→ **Required task**
Render each line of the records below as a row of a Markdown table with the columns Row and Text, numbering the rows in order and leaving out blank lines.

→ **Source material**
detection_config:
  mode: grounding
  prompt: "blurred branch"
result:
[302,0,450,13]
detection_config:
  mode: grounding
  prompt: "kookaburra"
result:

→ **Result of the exercise**
| Row | Text |
|---|---|
| 1 | detection_config: |
| 2 |   mode: grounding |
| 3 |   prompt: "blurred branch" |
| 4 | result: |
| 5 | [302,0,450,13] |
| 6 | detection_config: |
| 7 |   mode: grounding |
| 8 |   prompt: "kookaburra" |
| 9 | result: |